____ TEXTAUSZUG
Trotzdem ärgert es mich, dass ich so viele Vorgaben erfüllen muss, die den Schülerinnen und Schülern nichts bringen. Zum Beispiel Förderpläne schreiben, die dann nicht umgesetzt werden. Lehrersein ist ein ständiger Spagat zwischen diesen vielen Vorgaben und dem, was die Kinder wirklich brauchen. Es ist schwierig, sich dann auch noch zu fragen, wie man selbst damit gut leben kann. Ich bin froh, dass ich nicht so viel Geld brauche und es mir leisten konnte, meine Stelle zu reduzieren und etwas weniger zu verdienen. Das kann nicht jede. Und es ist ein Unding, dass sie diesen wichtigen Beruf so anlegen, dass man ihn in der Zeit, für die man bezahlt wird, schlicht nicht schaffen kann.

Erschöpfung bei Lehrern

Uta Klusmann ist Professorin für pädagogische Psychologie an der Universität Kiel, im Interview spricht sie über die Situation, in der sich viele Lehrerinnen und Lehrer befinden.

Offenbar können viele Lehrerinnen und Lehrer ihren Beruf nicht mehr in Vollzeit ausüben, ohne in ein Burnout zu geraten. Warum?

In unseren Studien zeigt sich: Das Unterrichten vieler verschiedener Gruppen an einem Tag, Störungen im Unterricht, Lärm, Konflikte, wenig Pausen und das Verschwimmen beruflicher und privater Zeit sind für mentale und körperliche Erschöpfung mitverantwortlich. Außerdem gilt der Lehrermangel als größte Herausforderung. Dennoch – es gibt sehr viele Lehrerinnen und Lehrer, die überaus zufrieden mit ihrem Beruf sind.
________
____ BEREITGESTELLTES MATERIAL
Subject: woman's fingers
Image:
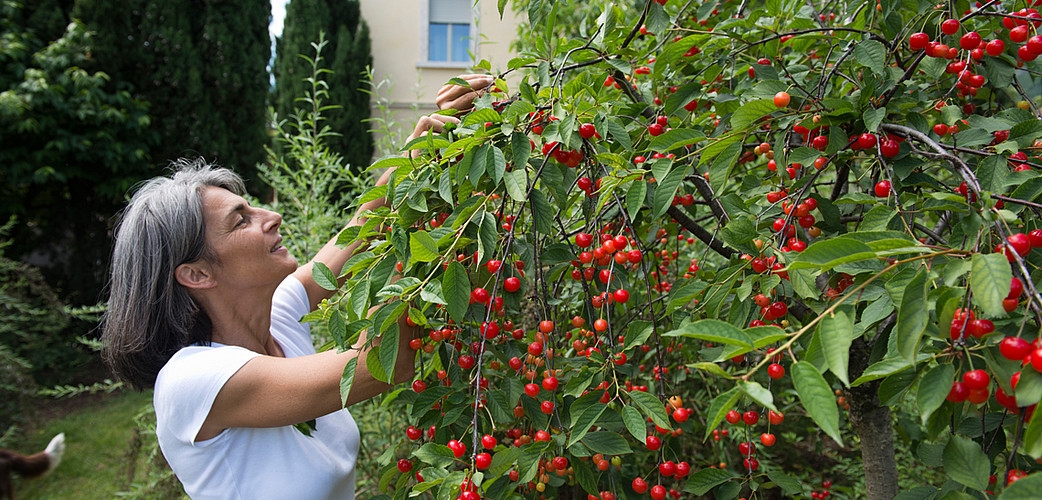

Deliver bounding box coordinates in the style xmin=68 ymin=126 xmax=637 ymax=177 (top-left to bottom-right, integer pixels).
xmin=435 ymin=75 xmax=495 ymax=111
________
Schreiben Sie aus dem Textauszug die Passage von „Uta Klusmann ist“ bis „ihrem Beruf sind.“ wortgetreu ab.

Uta Klusmann ist Professorin für pädagogische Psychologie an der Universität Kiel, im Interview spricht sie über die Situation, in der sich viele Lehrerinnen und Lehrer befinden.

Offenbar können viele Lehrerinnen und Lehrer ihren Beruf nicht mehr in Vollzeit ausüben, ohne in ein Burnout zu geraten. Warum?

In unseren Studien zeigt sich: Das Unterrichten vieler verschiedener Gruppen an einem Tag, Störungen im Unterricht, Lärm, Konflikte, wenig Pausen und das Verschwimmen beruflicher und privater Zeit sind für mentale und körperliche Erschöpfung mitverantwortlich. Außerdem gilt der Lehrermangel als größte Herausforderung. Dennoch – es gibt sehr viele Lehrerinnen und Lehrer, die überaus zufrieden mit ihrem Beruf sind.